The problem:
Without the images, write out all of the following entries exactly.

-=-=-=-=-

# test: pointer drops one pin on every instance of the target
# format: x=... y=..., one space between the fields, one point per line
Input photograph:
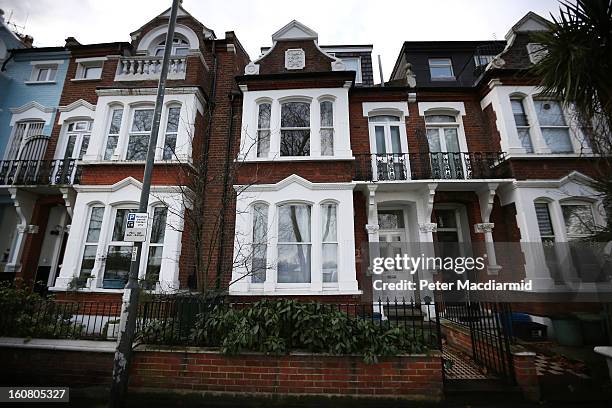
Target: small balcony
x=149 y=68
x=429 y=166
x=39 y=172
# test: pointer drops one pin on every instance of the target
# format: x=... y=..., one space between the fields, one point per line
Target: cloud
x=385 y=24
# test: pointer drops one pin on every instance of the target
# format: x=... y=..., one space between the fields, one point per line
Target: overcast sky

-=-=-=-=-

Output of the task:
# test: pointer drops one pin on every instance of the target
# format: x=... y=..., one space between the fields, one point per line
Input photograph:
Target: small balcony
x=149 y=68
x=429 y=166
x=39 y=172
# test: pointer drops one pin on every instance of the target
# format: x=... y=..., one space between the fields, one point per line
Target: cloud
x=385 y=24
# test: pointer drops one pin on every instance of the target
# format: x=... y=..., one space between the fields, one point per line
Target: overcast sky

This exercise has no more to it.